• **Required action**: The lines to print are the one containing "Could you point out the boy's mouth" and every line after it through the end of the entries below. Print them exactly and nothing else.

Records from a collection
+++++
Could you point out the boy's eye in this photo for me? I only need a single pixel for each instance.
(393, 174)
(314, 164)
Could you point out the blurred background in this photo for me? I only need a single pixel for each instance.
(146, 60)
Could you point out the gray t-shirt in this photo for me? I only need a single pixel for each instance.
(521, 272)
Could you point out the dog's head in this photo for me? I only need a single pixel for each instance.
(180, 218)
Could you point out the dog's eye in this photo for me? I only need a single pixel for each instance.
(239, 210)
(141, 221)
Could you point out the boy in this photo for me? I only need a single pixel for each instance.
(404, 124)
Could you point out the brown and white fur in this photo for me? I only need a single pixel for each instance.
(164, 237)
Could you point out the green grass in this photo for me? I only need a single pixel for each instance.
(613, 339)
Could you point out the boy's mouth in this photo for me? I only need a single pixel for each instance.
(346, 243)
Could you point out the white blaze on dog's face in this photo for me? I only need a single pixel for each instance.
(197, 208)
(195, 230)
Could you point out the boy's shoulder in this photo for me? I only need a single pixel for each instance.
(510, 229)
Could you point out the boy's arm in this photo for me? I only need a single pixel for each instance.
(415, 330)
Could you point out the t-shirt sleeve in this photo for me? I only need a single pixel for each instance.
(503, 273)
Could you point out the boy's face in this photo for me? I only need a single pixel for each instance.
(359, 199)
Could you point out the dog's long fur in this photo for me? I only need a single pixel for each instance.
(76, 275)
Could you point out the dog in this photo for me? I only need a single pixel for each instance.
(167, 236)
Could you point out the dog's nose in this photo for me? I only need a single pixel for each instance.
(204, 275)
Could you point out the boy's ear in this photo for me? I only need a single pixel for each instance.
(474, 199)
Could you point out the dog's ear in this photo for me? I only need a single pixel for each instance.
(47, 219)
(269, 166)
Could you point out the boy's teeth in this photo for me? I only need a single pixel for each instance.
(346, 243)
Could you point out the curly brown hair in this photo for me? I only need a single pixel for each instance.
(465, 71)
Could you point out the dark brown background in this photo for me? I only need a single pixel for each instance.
+++++
• **Exercise result**:
Could you point out the boy's mouth in this photo for me? I only need a single pixel for each instance.
(346, 243)
Could you point out the white blaze on dog's face in this photo for me? I only need a single pixel for each instance.
(197, 208)
(195, 230)
Could you point out the boy's shoulder in this photo for me? I only need a single pixel for each instance.
(510, 229)
Could you point out the boy's arm in this photo for me? I only need a single pixel for each instance.
(415, 330)
Could you point out the t-shirt sleeve in this photo for me? I only need a single pixel for each instance.
(503, 273)
Could you point out the boy's face in this photo for me? I only need a single pixel for each instance.
(359, 199)
Could you point out the dog's long fur in this photo for me? I only need a single pixel for each instance.
(76, 275)
Could you point out the dog in this photo for me? I only need a single pixel for each instance.
(167, 236)
Could you point out the dog's nose in this photo for me? I only need a single pixel for each instance.
(204, 275)
Could you point out the boy's ear in this photo for me? I only need a single pixel for each instance.
(474, 199)
Could you point out the dog's ear in this photo for me? I only need a single pixel for each instance.
(47, 219)
(269, 166)
Could you point out the boy's teeth in this photo for me? I only need a single pixel for each instance.
(346, 243)
Could you point out the curly brown hair in this photo for me? I only need a single pixel for each instance.
(465, 71)
Could you point out the dark brown background in this photo for me? I only need a single pixel for each instance.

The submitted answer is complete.